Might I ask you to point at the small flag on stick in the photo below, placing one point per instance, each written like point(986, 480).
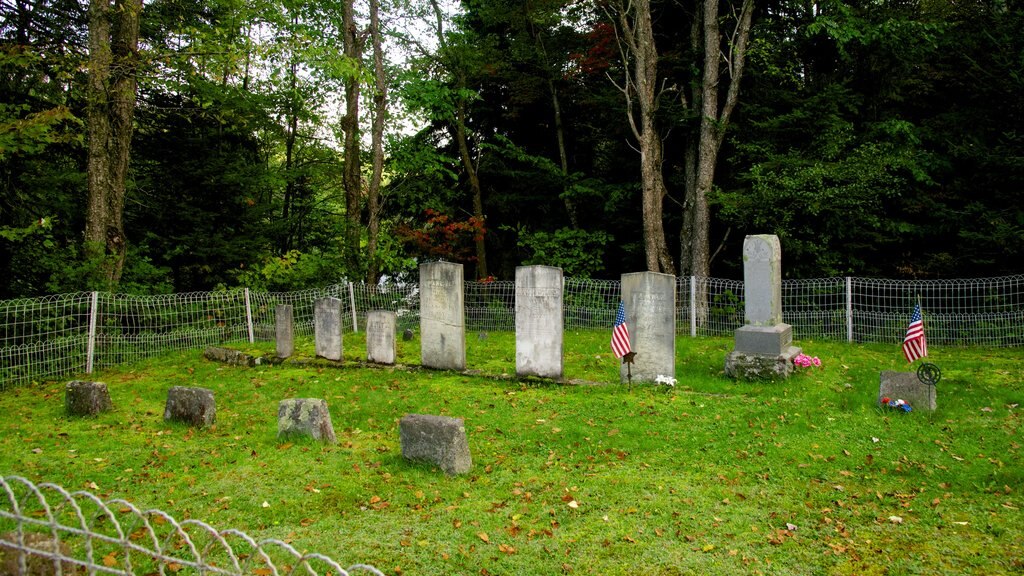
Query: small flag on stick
point(914, 345)
point(621, 333)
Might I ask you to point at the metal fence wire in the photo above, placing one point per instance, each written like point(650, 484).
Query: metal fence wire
point(45, 529)
point(54, 336)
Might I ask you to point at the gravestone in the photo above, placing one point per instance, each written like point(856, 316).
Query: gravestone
point(763, 344)
point(305, 416)
point(228, 356)
point(649, 298)
point(381, 329)
point(906, 386)
point(327, 328)
point(437, 440)
point(86, 399)
point(442, 316)
point(539, 321)
point(193, 406)
point(284, 330)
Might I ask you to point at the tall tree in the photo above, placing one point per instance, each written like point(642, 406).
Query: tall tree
point(114, 28)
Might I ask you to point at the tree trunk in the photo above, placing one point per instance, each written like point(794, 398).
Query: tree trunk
point(350, 125)
point(377, 136)
point(113, 88)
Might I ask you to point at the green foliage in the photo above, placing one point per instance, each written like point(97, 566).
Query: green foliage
point(580, 253)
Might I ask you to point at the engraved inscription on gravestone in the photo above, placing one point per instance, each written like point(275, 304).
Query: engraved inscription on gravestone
point(442, 325)
point(539, 332)
point(650, 314)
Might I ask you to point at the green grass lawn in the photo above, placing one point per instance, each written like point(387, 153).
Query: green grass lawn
point(714, 477)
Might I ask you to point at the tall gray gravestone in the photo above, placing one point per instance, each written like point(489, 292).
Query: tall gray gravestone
point(764, 344)
point(442, 316)
point(327, 327)
point(284, 326)
point(381, 345)
point(650, 315)
point(539, 321)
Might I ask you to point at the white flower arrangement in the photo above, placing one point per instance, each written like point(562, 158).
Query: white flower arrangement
point(667, 380)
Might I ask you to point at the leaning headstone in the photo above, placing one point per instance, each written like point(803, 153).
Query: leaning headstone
point(228, 356)
point(381, 345)
point(194, 406)
point(305, 416)
point(763, 347)
point(284, 330)
point(906, 386)
point(649, 299)
point(442, 317)
point(437, 440)
point(539, 321)
point(86, 399)
point(327, 327)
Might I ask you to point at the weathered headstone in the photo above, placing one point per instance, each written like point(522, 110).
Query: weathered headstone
point(539, 321)
point(381, 345)
point(228, 356)
point(86, 399)
point(650, 314)
point(442, 316)
point(194, 406)
point(906, 386)
point(327, 327)
point(438, 440)
point(305, 416)
point(284, 330)
point(764, 343)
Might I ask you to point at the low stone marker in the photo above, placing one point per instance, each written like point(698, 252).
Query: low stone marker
point(194, 406)
point(228, 356)
point(305, 416)
point(906, 386)
point(438, 440)
point(86, 399)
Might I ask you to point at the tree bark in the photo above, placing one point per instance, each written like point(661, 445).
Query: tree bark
point(350, 125)
point(112, 91)
point(377, 137)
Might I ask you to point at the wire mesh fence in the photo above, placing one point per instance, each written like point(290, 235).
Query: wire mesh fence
point(45, 529)
point(53, 336)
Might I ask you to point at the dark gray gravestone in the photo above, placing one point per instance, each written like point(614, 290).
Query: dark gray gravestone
point(305, 416)
point(438, 440)
point(284, 326)
point(228, 356)
point(194, 406)
point(86, 399)
point(906, 386)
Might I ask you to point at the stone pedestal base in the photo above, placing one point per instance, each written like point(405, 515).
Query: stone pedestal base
point(906, 386)
point(749, 366)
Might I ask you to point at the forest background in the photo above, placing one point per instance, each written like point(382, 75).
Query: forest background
point(193, 145)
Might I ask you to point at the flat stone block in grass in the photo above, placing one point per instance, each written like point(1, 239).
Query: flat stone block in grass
point(305, 416)
point(86, 399)
point(193, 406)
point(437, 440)
point(906, 386)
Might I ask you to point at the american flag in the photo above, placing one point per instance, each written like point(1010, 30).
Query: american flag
point(621, 333)
point(914, 345)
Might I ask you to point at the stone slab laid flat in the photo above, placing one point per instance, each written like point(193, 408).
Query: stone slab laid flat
point(906, 385)
point(193, 406)
point(83, 398)
point(305, 416)
point(437, 440)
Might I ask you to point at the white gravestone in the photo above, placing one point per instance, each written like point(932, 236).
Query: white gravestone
point(381, 341)
point(764, 343)
point(284, 330)
point(539, 321)
point(442, 316)
point(327, 328)
point(650, 315)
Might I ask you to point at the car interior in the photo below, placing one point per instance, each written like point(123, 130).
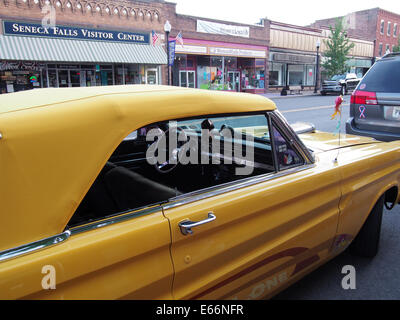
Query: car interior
point(130, 181)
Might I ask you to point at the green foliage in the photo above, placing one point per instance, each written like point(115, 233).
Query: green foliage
point(338, 47)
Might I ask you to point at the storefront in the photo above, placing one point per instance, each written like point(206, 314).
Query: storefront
point(222, 66)
point(32, 56)
point(289, 69)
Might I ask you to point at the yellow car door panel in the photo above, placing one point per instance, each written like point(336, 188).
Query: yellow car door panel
point(273, 228)
point(122, 257)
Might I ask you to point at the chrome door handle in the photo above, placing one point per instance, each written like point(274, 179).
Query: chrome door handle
point(187, 225)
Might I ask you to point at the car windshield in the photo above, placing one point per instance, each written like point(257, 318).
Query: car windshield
point(384, 76)
point(338, 77)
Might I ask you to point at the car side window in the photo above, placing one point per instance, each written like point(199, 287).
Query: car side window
point(164, 160)
point(286, 154)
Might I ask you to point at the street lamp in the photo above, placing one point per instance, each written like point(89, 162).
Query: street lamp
point(167, 29)
point(318, 45)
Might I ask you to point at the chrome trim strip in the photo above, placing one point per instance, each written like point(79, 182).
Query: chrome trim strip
point(34, 246)
point(115, 219)
point(230, 186)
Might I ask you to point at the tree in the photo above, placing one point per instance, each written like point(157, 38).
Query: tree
point(338, 47)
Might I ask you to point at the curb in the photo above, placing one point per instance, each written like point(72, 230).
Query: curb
point(290, 96)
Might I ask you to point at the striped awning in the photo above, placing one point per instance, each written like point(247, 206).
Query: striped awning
point(81, 51)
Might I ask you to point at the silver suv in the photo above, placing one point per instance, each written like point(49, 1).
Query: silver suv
point(375, 104)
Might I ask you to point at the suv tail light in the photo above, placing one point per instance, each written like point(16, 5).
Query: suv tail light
point(364, 97)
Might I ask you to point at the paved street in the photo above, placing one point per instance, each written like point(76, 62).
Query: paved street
point(376, 278)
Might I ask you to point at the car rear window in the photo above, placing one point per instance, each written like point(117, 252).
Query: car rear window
point(384, 76)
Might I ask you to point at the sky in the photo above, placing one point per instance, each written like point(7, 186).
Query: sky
point(300, 12)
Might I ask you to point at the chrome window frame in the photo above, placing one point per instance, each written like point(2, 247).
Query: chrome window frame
point(272, 116)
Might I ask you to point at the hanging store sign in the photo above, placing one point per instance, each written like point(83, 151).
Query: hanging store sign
point(31, 66)
point(237, 52)
point(62, 32)
point(224, 29)
point(285, 57)
point(171, 57)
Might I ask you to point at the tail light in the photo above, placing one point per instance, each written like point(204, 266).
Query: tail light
point(364, 97)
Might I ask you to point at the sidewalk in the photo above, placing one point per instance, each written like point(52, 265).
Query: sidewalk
point(277, 95)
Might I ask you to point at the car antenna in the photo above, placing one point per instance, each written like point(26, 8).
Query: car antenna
point(338, 111)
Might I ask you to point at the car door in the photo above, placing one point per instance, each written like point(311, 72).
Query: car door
point(110, 249)
point(256, 234)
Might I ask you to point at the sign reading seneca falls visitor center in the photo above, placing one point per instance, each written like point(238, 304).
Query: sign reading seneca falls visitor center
point(31, 29)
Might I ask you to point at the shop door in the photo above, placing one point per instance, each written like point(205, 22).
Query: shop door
point(63, 78)
point(75, 78)
point(234, 80)
point(187, 79)
point(151, 76)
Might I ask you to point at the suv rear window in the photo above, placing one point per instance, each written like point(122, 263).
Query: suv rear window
point(384, 76)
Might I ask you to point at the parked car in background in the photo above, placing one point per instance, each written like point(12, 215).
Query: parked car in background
point(95, 202)
point(375, 104)
point(340, 84)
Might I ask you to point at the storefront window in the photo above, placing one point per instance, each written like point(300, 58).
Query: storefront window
point(296, 73)
point(253, 73)
point(309, 75)
point(203, 72)
point(217, 76)
point(276, 74)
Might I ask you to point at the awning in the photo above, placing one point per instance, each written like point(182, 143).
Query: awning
point(81, 51)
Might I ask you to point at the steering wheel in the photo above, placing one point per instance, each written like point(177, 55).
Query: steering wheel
point(163, 147)
point(226, 127)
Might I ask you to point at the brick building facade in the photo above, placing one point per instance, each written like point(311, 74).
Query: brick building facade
point(378, 25)
point(94, 46)
point(220, 55)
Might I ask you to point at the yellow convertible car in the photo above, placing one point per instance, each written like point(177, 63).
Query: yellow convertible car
point(155, 192)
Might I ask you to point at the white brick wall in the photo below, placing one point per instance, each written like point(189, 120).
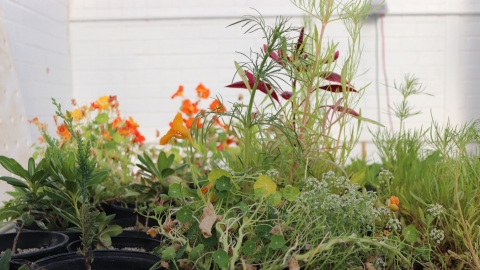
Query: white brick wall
point(38, 33)
point(141, 51)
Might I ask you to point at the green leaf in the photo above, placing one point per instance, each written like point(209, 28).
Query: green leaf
point(31, 166)
point(214, 175)
point(277, 241)
point(71, 186)
point(263, 230)
point(265, 186)
point(14, 182)
point(244, 207)
point(87, 134)
point(223, 183)
point(167, 172)
point(14, 167)
point(27, 219)
point(196, 252)
point(97, 178)
point(112, 230)
point(410, 233)
point(359, 177)
point(5, 259)
point(184, 215)
point(102, 118)
point(118, 138)
point(221, 194)
point(221, 258)
point(275, 199)
point(290, 193)
point(249, 247)
point(175, 191)
point(168, 254)
point(66, 215)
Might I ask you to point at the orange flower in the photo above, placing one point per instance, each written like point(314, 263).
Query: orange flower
point(191, 120)
point(63, 132)
point(77, 115)
point(139, 138)
point(116, 122)
point(202, 92)
point(393, 203)
point(132, 122)
point(106, 135)
point(179, 92)
point(189, 108)
point(103, 102)
point(218, 107)
point(178, 130)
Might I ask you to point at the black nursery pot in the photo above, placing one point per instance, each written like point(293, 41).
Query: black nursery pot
point(120, 211)
point(72, 236)
point(52, 243)
point(103, 260)
point(120, 242)
point(131, 222)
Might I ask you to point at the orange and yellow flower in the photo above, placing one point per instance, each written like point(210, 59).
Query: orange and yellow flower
point(393, 203)
point(78, 115)
point(189, 108)
point(217, 106)
point(190, 121)
point(179, 92)
point(63, 132)
point(202, 92)
point(178, 130)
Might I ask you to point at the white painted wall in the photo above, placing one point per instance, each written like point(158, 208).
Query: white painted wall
point(37, 48)
point(38, 32)
point(142, 50)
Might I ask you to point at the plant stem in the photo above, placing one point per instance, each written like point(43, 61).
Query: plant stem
point(14, 246)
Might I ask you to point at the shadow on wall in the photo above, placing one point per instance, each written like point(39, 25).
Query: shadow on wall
point(469, 62)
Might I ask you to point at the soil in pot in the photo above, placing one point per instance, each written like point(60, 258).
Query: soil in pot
point(103, 260)
point(125, 243)
point(131, 230)
point(41, 245)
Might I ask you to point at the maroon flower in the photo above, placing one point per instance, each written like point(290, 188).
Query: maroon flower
point(262, 86)
point(337, 88)
point(341, 109)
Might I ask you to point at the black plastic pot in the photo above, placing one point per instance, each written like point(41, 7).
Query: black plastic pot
point(121, 211)
point(72, 236)
point(52, 243)
point(120, 242)
point(131, 222)
point(103, 260)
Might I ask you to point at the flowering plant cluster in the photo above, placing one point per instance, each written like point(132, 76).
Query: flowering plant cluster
point(115, 142)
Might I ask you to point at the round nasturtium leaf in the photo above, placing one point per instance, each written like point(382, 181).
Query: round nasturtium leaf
point(291, 193)
point(249, 247)
point(223, 183)
point(264, 184)
point(196, 252)
point(410, 233)
point(184, 215)
point(175, 191)
point(277, 241)
point(214, 175)
point(275, 199)
point(168, 254)
point(221, 258)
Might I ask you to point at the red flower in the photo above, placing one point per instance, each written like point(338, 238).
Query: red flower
point(341, 109)
point(262, 86)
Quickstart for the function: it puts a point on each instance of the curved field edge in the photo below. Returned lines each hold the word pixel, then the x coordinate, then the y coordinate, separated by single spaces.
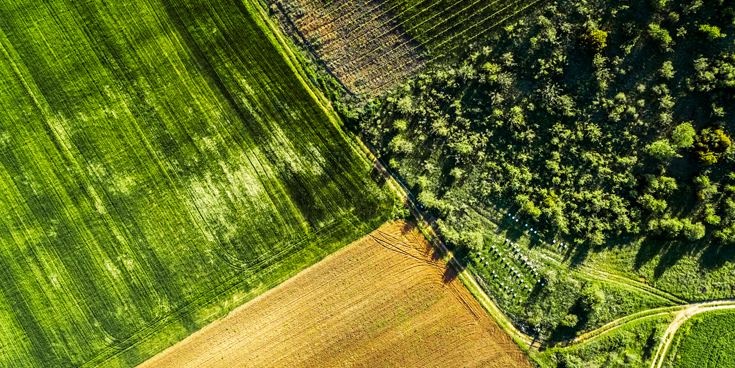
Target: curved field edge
pixel 704 341
pixel 387 298
pixel 77 231
pixel 634 343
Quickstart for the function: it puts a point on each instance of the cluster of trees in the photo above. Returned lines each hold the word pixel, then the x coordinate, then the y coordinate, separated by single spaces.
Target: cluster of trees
pixel 595 119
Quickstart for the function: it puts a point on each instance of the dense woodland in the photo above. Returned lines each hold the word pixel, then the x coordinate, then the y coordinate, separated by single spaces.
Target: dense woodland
pixel 595 120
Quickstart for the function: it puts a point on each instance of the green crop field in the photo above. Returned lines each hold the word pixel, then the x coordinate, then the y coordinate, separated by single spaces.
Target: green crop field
pixel 705 341
pixel 161 162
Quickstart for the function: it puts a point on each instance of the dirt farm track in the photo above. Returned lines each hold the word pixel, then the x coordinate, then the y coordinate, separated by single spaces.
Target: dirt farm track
pixel 383 301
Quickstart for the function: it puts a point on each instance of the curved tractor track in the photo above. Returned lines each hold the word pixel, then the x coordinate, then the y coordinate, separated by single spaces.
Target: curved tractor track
pixel 685 311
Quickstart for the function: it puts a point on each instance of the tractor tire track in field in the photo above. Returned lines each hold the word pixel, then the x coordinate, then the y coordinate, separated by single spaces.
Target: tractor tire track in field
pixel 381 301
pixel 685 314
pixel 685 311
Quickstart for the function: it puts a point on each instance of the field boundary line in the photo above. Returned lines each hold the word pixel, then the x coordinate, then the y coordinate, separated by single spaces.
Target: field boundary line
pixel 680 319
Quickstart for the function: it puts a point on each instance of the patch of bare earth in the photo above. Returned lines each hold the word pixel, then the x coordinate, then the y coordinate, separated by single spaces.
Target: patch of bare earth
pixel 362 42
pixel 386 300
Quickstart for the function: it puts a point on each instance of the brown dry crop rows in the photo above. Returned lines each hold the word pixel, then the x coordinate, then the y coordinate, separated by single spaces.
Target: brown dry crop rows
pixel 347 29
pixel 386 300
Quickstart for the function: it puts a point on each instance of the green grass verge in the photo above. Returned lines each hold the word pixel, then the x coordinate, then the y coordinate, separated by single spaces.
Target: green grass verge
pixel 631 345
pixel 706 340
pixel 161 162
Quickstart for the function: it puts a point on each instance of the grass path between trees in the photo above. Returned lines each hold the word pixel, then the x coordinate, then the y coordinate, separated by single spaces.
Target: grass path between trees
pixel 529 343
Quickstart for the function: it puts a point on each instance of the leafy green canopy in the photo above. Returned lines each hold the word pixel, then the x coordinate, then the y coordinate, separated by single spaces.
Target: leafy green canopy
pixel 161 162
pixel 590 118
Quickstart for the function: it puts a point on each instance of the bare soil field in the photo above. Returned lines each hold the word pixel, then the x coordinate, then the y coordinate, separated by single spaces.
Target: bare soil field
pixel 362 42
pixel 386 300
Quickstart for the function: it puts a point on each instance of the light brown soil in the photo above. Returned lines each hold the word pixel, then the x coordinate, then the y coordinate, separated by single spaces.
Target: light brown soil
pixel 362 42
pixel 384 301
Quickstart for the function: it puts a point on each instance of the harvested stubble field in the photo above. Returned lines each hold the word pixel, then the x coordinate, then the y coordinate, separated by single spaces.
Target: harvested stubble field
pixel 161 162
pixel 386 300
pixel 372 45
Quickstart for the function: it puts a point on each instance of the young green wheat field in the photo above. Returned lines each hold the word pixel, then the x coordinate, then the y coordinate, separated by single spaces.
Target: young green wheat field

__What you need to do__: Write out the listing verbatim, from the line containing "Might I ask you to point at the tree trunk" through the line containing "point(667, 380)", with both of those lines included.

__Response for this exercise__:
Might I ask you to point at the tree trunk in the photo above, placing one point per instance, each written like point(794, 398).
Query: tree trunk
point(350, 125)
point(377, 136)
point(113, 88)
Might I ask you to point at the green foliage in the photo above, placing one point per instance, each written like point(97, 566).
Query: green foliage
point(580, 253)
Might I ask you to point at the engraved inscription on gravestone in the photo above, placing one point per instance, each written like point(275, 304).
Query: engraved inscription on gravestone
point(442, 325)
point(539, 332)
point(650, 314)
Might I ask you to point at the green grass lawn in the photo above, placing one point per instance, each written like point(387, 153).
Query: green grass lawn
point(714, 477)
Might I ask you to point at the tall gray gravestone in the photo above, placing one point per instance, each written like point(489, 292).
Query: tall gray gravestone
point(764, 344)
point(442, 316)
point(327, 327)
point(284, 326)
point(381, 345)
point(650, 315)
point(539, 321)
Might I ask you to point at the white flower arrangement in the photo above, placing one point per instance, each written like point(562, 158).
Query: white flower arrangement
point(667, 380)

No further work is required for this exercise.